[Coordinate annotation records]
○ ○ ○ ○

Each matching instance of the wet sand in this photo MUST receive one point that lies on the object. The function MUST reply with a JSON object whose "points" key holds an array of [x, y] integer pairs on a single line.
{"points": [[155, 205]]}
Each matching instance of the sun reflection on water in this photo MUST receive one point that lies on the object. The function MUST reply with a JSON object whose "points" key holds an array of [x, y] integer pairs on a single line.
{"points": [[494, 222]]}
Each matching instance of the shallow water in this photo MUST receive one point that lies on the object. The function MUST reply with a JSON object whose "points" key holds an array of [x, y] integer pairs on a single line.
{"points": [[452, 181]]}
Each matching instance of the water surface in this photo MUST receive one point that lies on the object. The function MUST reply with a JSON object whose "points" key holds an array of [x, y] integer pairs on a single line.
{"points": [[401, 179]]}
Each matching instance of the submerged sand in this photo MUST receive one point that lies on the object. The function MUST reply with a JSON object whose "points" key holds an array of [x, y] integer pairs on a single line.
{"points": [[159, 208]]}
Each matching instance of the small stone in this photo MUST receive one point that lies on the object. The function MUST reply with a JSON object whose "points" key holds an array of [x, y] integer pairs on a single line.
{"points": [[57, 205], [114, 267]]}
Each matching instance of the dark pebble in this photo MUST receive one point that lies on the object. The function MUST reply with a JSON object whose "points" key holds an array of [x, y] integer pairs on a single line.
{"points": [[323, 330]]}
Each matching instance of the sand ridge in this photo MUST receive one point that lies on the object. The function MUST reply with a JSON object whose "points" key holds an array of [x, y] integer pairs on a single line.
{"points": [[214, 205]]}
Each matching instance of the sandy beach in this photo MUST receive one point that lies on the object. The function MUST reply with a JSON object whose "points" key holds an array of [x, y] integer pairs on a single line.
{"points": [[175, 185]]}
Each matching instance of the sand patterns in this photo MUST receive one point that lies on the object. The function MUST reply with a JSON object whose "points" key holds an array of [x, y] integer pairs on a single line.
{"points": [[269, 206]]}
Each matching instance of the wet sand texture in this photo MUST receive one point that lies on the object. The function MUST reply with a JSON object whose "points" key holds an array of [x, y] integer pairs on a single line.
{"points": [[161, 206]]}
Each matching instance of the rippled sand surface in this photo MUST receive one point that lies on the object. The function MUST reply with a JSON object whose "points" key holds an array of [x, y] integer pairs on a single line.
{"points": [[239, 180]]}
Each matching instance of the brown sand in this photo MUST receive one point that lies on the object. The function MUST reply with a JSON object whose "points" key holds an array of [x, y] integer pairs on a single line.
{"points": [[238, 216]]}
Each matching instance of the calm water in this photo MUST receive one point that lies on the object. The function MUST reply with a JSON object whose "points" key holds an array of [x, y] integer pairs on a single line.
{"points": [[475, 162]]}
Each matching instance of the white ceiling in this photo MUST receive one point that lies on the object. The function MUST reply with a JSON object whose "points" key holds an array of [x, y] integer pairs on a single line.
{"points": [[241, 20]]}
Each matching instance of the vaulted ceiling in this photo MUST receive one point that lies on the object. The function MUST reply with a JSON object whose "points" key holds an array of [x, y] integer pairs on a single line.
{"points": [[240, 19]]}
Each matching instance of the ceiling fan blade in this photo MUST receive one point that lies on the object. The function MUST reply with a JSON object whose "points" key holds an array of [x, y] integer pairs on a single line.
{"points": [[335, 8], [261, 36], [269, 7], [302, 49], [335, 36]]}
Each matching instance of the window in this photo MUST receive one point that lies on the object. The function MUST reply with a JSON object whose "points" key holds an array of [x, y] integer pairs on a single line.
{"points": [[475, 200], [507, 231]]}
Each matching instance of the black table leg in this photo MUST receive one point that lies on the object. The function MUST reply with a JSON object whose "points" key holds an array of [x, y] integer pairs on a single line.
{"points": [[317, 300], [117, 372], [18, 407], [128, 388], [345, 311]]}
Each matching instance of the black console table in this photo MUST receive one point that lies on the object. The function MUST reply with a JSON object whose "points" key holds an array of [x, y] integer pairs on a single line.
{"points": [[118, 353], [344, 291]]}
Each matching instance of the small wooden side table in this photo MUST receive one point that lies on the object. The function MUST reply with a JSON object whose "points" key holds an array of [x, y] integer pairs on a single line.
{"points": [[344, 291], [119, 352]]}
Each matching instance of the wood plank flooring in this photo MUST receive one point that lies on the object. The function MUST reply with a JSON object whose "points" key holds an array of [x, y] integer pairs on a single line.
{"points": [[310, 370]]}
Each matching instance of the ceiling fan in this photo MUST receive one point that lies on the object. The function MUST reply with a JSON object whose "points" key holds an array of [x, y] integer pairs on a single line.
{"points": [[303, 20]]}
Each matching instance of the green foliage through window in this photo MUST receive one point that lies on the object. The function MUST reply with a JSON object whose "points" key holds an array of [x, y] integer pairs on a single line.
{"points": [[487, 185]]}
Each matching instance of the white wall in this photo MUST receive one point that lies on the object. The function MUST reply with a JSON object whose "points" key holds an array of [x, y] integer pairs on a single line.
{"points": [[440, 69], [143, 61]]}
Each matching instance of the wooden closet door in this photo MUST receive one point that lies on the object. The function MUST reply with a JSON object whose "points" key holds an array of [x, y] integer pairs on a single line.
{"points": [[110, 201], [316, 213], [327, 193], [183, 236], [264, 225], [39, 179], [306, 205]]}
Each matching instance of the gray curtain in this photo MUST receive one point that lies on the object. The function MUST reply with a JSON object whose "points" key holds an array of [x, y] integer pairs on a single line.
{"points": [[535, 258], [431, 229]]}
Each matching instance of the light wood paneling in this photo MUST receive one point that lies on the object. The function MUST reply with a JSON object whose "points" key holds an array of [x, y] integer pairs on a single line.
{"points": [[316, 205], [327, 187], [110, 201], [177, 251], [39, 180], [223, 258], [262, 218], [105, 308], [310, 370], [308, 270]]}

○ ○ ○ ○

* **What you need to do**: Transcribe the material above word for word.

* **Solution to the exercise**:
Each matching instance of the wet sand in this photo MUST receive one point that lies on the object. The function MUST reply with a JSON object whose "points" key holds an array of [x, y] integer pairs on a single line.
{"points": [[155, 205]]}
Each matching instance of the sun reflection on water in this photo MUST receive one point that lies on the object. The function MUST reply with a JSON object whose "points" key holds an array of [x, y] integer pairs on a single line.
{"points": [[494, 222]]}
Each matching instance of the shallow water in this photo MUST receive one point that lies on the object. The function MUST reply with a JSON object whose "points" key holds an array of [x, y] integer pairs on a single line.
{"points": [[452, 181]]}
Each matching instance of the water surface in this photo MUST receive one point that lies on the object. The function MUST reply with a JSON object whose "points" key holds an array of [x, y] integer pairs on a single line.
{"points": [[401, 179]]}
Each matching instance of the submerged sand in this photo MUST receive one point that lies on the object. The function MUST reply with a JSON object whose "points" key holds an array of [x, y] integer pairs on a single line.
{"points": [[159, 208]]}
Each matching instance of the small stone in this photo MUST receive one point that lies on the object. The function MUST reply with a JSON object whose "points" key holds an array of [x, y] integer pairs on a single line.
{"points": [[57, 205], [114, 267]]}
Each matching instance of the dark pebble in this photo MUST receive one point that lies on the object. The function MUST reply with a JSON object whose "points" key holds an array of [x, y] integer pairs on a single line.
{"points": [[323, 330]]}
Each matching instance of the sand ridge in this photo MUST receive one point that lies on the object. The function MUST reply with a JSON object whose "points" key holds an array of [x, y] integer pairs on a single line.
{"points": [[214, 205]]}
Each matching instance of the sandy beach in this photo MUST receive one point that lies on the object. The function MUST reply with a JSON object whose "points" key holds an array of [x, y] integer pairs on a single line.
{"points": [[175, 185]]}
Each matching instance of the sand patterns in this photo MUST receive one point that lies on the object. The function MUST reply with a JSON object whose "points" key holds an array of [x, y] integer pairs on a single line.
{"points": [[269, 206]]}
Each matching instance of the wet sand texture in this photo MUST receive one point that lies on the object. The function MUST reply with a JSON object whose "points" key holds an array of [x, y] integer pairs on a single line.
{"points": [[161, 206]]}
Each matching instance of the rippled sand surface in this photo MUST receive one point that lies on the object. The function MUST reply with a JSON object whose "points" key holds an array of [x, y] integer pairs on a single line.
{"points": [[239, 180]]}
Each matching instance of the brown sand in this photo MUST receive one point that lies on the object. The function MUST reply with a JSON object whose "points" key holds an array of [x, y] integer pairs on a single line.
{"points": [[238, 216]]}
Each matching instance of the calm water in this photo MUST receive one point that lies on the object. The function MUST reply with a JSON object whose "points" key holds an array of [x, y] integer pairs on a single line.
{"points": [[475, 162]]}
Each matching instance of the white ceiling in this photo MUST receive one point that lies on the object. The function MUST reply with a JSON object whose "points" key holds an array of [x, y] integer pairs on a single line.
{"points": [[241, 20]]}
Each matching instance of the vaulted ceiling in this photo MUST receive one point that lies on the object. The function MUST reply with a JSON object whose "points" key holds an array of [x, y] integer pairs on a single line.
{"points": [[240, 19]]}
Each matching instance of the ceiling fan blade in this photo MUST receive one point that lies on the object. The function MUST reply with a JSON object whose "points" key holds an array of [x, y] integer pairs on a single line.
{"points": [[335, 8], [261, 36], [269, 7], [302, 49], [335, 36]]}
Each matching instance of the window in this photo MUST receive one point that lies on the object. The function MUST reply with a JSON object whose "points" key holds an array of [x, y] integer pairs on a single line.
{"points": [[475, 200], [507, 231]]}
Each matching instance of the black table leg in this photo MUST receive one point that lies on the object. The function MUST reply with a JSON object whose "points" key holds an array of [x, y] integer pairs on a single line.
{"points": [[317, 300], [117, 372], [18, 407], [128, 388], [345, 311]]}
Each matching instance of the black console table in this photo MUST receive one point that lies on the object. The function MUST reply with a JSON object whose "points" key holds an array of [x, y] integer pairs on a single line.
{"points": [[118, 353], [344, 291]]}
Each matching instance of the small wooden side table in this photo MUST receive one point that lies on the object. The function MUST reply with a JSON object whose "points" key holds an array of [x, y] integer pairs on a single line.
{"points": [[344, 291], [119, 352]]}
Each matching instance of the wood plank flooring in this photo MUST receive one point that lies on the object. The function MUST reply with a JSON object whose "points" key holds an array of [x, y] integer pairs on a single line.
{"points": [[310, 370]]}
Each matching instance of the ceiling fan in this photo MUST receive one point that lies on the object. The function MUST reply with a JSON object whose "points" key holds an array of [x, y] integer pairs on a single line.
{"points": [[303, 20]]}
Each matching instance of the green foliage through window in this photo MUST receive one point that lies on the object. The function MUST reply with a JSON object whose "points" key holds an array of [x, y] integer pairs on a single line.
{"points": [[487, 185]]}
Each matching instance of the white wall in this photo MUST receive one point that lies on the object. The function MUST reply with a JSON object whose "points" key holds an array of [x, y] integer pairs on a single line.
{"points": [[440, 69], [143, 61]]}
Each matching instance of the wooden closet door in this photo MUST receive one point that lies on the object. The function MUST reply with a JSON object whose "points" key holds an array of [x, y] integer pairs on a single line.
{"points": [[110, 201], [316, 213], [327, 193], [183, 236], [264, 225], [39, 179], [306, 205]]}
Each matching instance of the gray curtain in this photo MUST receive one point that lies on the object. The function MUST reply with a JSON object whose "points" key holds an array of [x, y] integer pairs on a single line.
{"points": [[535, 258], [431, 229]]}
Each matching instance of the light wood paneling in this photo MUST receive one point that lies on the object. The function MUST reply with a JSON object whose "points" key holds an array of [x, y] integer pairs on a single line.
{"points": [[316, 205], [327, 187], [110, 201], [177, 251], [39, 180], [223, 258], [262, 218], [105, 308], [310, 370], [308, 270]]}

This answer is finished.